# Tarefa proposta a:
Como você representaria as linhas de todas as entradas abaixo, que vêm depois do trecho, em uma lista JSON de strings, com uma string por linha e sem as linhas em branco? Deixe as imagens fora da resposta.

# Trecho fornecido:
_ _ _ _ _
Como vimos, tanto o governo federal como o grosso do movimento sindical e social rodam sobre um hardware preso à matriz econômica e desenvolvimentista tributária da revolução industrial. Disso resulta uma economia política contraditória, como também observado.

Entretanto, essa maneira de ver e compreender o mundo apresenta outras contradições, sobre as quais queremos refletir agora. Entramos no século XXI e com ele nos defrontamos com novas questões, cujo enfrentamento diz respeito ao futuro da vida (humana) no Planeta Terra. A questão ambiental e climática traz desafios que devem ser enfrentados em base a um novo paradigma de desenvolvimento. E essa não deve ser uma questão marginal ao debate atual que se dá hoje, sob pena de não estar à altura dos desafios.

O sociólogo francês Alain Touraine, detecta, em suas análises, uma mudança de paradigma. Essa mudança estaria se processando na medida em que saímos de um paradigma econômico e social e entramos em outro, de cunho cultural. Diz ele:

“Durante três séculos, digamos, falamos do social em termos políticos, da paz, da guerra, porque o problema era a criação do Estado. Depois tivemos enfoques econômico-social: luta de classes, sindicatos, exploração, luta social, riqueza, estratificação social. Então, do meu ponto de vista, isso desaparece e é o que chamo de o fim do social. Passamos, sem nos darmos conta, de um discurso, de uma linguagem social, a uma linguagem cultural. Falava-se de trabalho, de capital, agora se fala de ecologia, de mulheres, de gênero, de sexo, de minorais. Todos estes temas têm algo em comum: são culturais. A explicação mais simples é que passamos de uma sociedade industrial, na qual a sociedade de massas existia somente no nível da produção, a uma sociedade na qual há massificação no consumo, na comunicação, em todas as partes”, diz Touraine, em entrevista publicada no Boletim CEPAT Informa n. 117, jan. 2007, p. 27-31).
_ _ _ _ _
# Entradas exibidas:
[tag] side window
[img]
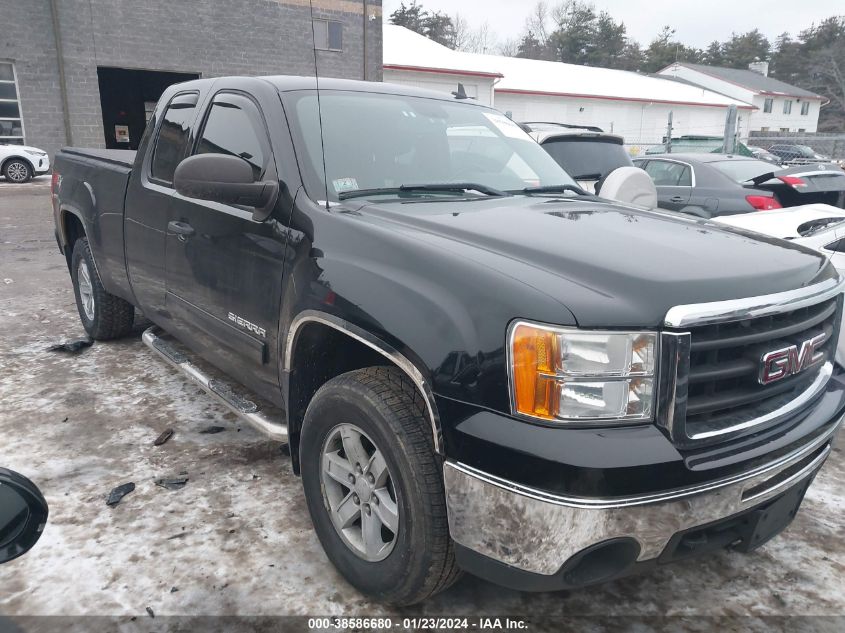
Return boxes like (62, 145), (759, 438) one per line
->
(645, 160), (692, 187)
(196, 94), (270, 180)
(150, 93), (199, 183)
_ _ _ _ _
# Tarefa proposta b:
Transcreva do trecho sobre a mudança de paradigma a parte que começa em "Como vimos, tanto" e segue até "como também observado.".

# Resposta completa a:
[
  "[tag] side window",
  "[img]",
  "Return boxes like (62, 145), (759, 438) one per line",
  "->",
  "(645, 160), (692, 187)",
  "(196, 94), (270, 180)",
  "(150, 93), (199, 183)"
]

# Resposta completa b:
Como vimos, tanto o governo federal como o grosso do movimento sindical e social rodam sobre um hardware preso à matriz econômica e desenvolvimentista tributária da revolução industrial. Disso resulta uma economia política contraditória, como também observado.